## Exercise prompt
Copy the listing below, substituting "pixel coordinates" for every occurrence of "pixel values" and leaving all other text unchanged.

## Data for the task
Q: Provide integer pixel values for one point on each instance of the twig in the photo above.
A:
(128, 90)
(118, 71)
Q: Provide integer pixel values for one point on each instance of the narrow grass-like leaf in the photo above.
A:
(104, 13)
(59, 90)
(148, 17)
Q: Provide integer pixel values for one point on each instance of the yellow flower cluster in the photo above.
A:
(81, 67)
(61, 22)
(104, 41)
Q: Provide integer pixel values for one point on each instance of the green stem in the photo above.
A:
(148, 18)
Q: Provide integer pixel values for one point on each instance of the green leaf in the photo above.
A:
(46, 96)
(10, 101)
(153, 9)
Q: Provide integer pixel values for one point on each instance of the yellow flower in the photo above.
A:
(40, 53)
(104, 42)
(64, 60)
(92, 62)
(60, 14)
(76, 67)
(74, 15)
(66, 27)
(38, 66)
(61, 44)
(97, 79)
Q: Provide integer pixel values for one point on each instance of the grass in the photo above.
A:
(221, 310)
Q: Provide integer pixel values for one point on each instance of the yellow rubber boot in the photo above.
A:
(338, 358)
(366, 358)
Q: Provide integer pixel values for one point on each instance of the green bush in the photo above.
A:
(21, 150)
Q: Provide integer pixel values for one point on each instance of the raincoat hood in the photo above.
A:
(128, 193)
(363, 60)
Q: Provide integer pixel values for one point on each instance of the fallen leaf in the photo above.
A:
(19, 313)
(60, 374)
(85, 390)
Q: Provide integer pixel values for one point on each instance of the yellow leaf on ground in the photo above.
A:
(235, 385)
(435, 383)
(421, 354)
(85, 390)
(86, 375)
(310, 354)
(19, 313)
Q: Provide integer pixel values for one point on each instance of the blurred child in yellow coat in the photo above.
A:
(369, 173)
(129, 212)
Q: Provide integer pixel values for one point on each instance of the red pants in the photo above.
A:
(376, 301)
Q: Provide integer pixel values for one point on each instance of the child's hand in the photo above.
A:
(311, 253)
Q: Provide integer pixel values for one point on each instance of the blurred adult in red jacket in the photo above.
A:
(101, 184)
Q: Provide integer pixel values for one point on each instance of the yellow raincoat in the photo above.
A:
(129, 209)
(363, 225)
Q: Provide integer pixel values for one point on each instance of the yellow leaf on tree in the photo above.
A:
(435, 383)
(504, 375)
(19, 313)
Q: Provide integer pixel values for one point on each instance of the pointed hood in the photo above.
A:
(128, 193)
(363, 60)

## Response
Q: Provide integer pixel coordinates for one point on each instance of the twig in the photo above.
A:
(128, 90)
(118, 71)
Q: Provide integer pixel coordinates for one point on each instance of the narrow grass-like leaf in the photo above.
A:
(104, 13)
(59, 90)
(148, 17)
Q: Provide integer pixel coordinates for one point on each instance of the yellow flower cluster in the photo above.
A:
(81, 67)
(61, 22)
(104, 41)
Q: Provide integer pixel coordinates for one point on each instance of the green stem in the photo above.
A:
(148, 18)
Q: Provide integer pixel coordinates for one point on each instance of the green leaf in the photo above.
A:
(46, 96)
(10, 101)
(153, 9)
Q: Provide integer pixel coordinates for one point on each instance of the yellow flower in the photo above.
A:
(40, 53)
(104, 42)
(64, 60)
(92, 62)
(60, 14)
(76, 67)
(74, 15)
(66, 27)
(38, 66)
(61, 44)
(97, 79)
Q: Provide integer pixel coordinates for one point on each instance of the grass in the photo above.
A:
(221, 310)
Q: Provide integer pixel coordinates for one point on each instance of the yellow rubber boot in the photo above.
A:
(338, 358)
(366, 358)
Q: Provide integer pixel coordinates for one point on each instance of the green bush in the photo above.
A:
(21, 150)
Q: Provide integer pixel coordinates for one point on each instance of the raincoat hood in the photo above.
A:
(128, 193)
(363, 60)
Q: Provide integer pixel coordinates for one point on each instance of the fallen leaf in the photo above.
A:
(19, 313)
(60, 374)
(85, 390)
Q: Provide integer pixel coordinates for one point on each instance of the yellow leaf on ground in the photo above.
A:
(235, 385)
(435, 383)
(421, 354)
(85, 390)
(86, 375)
(310, 354)
(19, 313)
Q: Provide integer pixel coordinates for one point on each instance of the blurred child in yellow coat in the photo above.
A:
(369, 173)
(129, 212)
Q: Provide integer pixel coordinates for one point on each instance of the red pants in the photo above.
A:
(376, 301)
Q: Provide integer pixel coordinates for one point on each instance of the child's hand in the photo above.
A:
(311, 253)
Q: Provide integer pixel coordinates for one point on each instance of the blurred adult in red jacket in the photo above.
A:
(101, 184)
Q: Provide integer pixel coordinates for one point on each instance of the yellow raincoat in the photo above.
A:
(129, 209)
(363, 225)
Q: Provide integer pixel coordinates for one point on each instance of the yellow leaf on tree in the photo above.
A:
(435, 383)
(504, 375)
(19, 313)
Q: Provide integer pixel coordinates for one point on each instance of the pointed hood in the photo above.
A:
(128, 193)
(363, 60)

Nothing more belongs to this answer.